• _FRAGMENTO PROPORCIONADO_:
§ §
A modo de conclusión
Hemos intentado dar cuenta de algunas de las formas complejas que adquirió la red de sociabilidad protestante, y de las múltiples posibilidades de ingreso e inserción en puestos decisivos que se ofrecían en ella a quienes se convertían en las últimas décadas del siglo XIX y las primeras del siglo XX; y pasado revista a algunas modalidades de pensamiento con respecto a temas clave que estaban presentes en el discurso que las iglesias protestantes ofrecían a sus fieles actuales o posibles.
§ §
• _DATOS PROPORCIONADOS_:
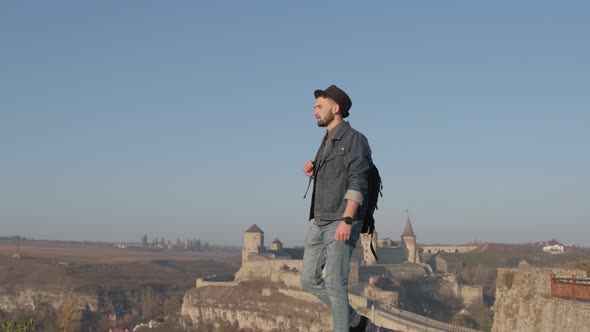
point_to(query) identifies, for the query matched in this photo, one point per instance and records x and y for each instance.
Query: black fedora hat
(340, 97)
§ §
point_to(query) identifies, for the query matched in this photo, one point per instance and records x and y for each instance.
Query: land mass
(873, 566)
§ §
• _EJERCICIOS PROPUESTOS_:
(A) Reescribe el fragmento desde "A modo de conclusión" hasta "actuales o posibles." y sustituye "red de sociabilidad" por "red de relaciones".
(B) Según el fragmento, ¿a quiénes ofrecía la red protestante posibilidades de ingreso e inserción en puestos decisivos?
Responde basándote únicamente en el fragmento.

• _SOLUCIONES_:
(A)
A modo de conclusión
Hemos intentado dar cuenta de algunas de las formas complejas que adquirió la red de relaciones protestante, y de las múltiples posibilidades de ingreso e inserción en puestos decisivos que se ofrecían en ella a quienes se convertían en las últimas décadas del siglo XIX y las primeras del siglo XX; y pasado revista a algunas modalidades de pensamiento con respecto a temas clave que estaban presentes en el discurso que las iglesias protestantes ofrecían a sus fieles actuales o posibles.

(B) A quienes se convertían en las últimas décadas del siglo XIX y las primeras del siglo XX.